▸ Directions: Change every "armchair" in the lines below to "recliner", leaving everything else the same.

▸ Data section:
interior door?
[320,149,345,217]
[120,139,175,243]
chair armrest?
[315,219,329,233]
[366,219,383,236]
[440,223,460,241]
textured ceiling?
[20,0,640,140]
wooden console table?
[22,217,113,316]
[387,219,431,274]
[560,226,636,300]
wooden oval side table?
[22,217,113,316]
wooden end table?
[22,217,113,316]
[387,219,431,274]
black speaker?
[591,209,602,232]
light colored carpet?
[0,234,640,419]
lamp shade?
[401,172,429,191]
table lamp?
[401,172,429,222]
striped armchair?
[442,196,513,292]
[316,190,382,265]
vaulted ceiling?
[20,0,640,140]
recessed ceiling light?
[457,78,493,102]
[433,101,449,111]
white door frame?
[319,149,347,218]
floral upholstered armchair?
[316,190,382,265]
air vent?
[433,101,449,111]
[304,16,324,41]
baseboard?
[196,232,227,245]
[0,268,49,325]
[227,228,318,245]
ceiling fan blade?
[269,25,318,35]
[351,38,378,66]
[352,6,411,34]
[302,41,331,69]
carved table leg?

▸ Task response:
interior door?
[320,149,345,217]
[120,139,175,243]
chair armrest?
[315,219,329,233]
[366,219,383,236]
[440,223,460,241]
textured ceiling?
[20,0,640,140]
wooden console table?
[22,217,113,316]
[387,219,431,274]
[560,226,636,300]
wooden oval side table?
[22,217,113,316]
wooden end table?
[22,217,113,316]
[387,219,431,274]
black speaker?
[591,209,602,232]
light colored carpet?
[0,234,640,419]
lamp shade?
[401,172,429,191]
table lamp?
[401,172,429,222]
striped recliner?
[442,196,513,292]
[316,190,382,265]
vaulted ceiling?
[20,0,640,140]
recessed ceiling light?
[457,78,493,102]
[433,101,449,111]
white door frame?
[319,149,347,218]
floral upholstered recliner?
[316,190,382,265]
air vent?
[433,101,449,111]
[304,16,324,41]
baseboard?
[196,232,227,245]
[0,268,49,325]
[227,228,318,245]
ceiling fan blade?
[269,25,318,35]
[351,38,378,66]
[352,6,411,34]
[302,41,331,69]
carved table leg?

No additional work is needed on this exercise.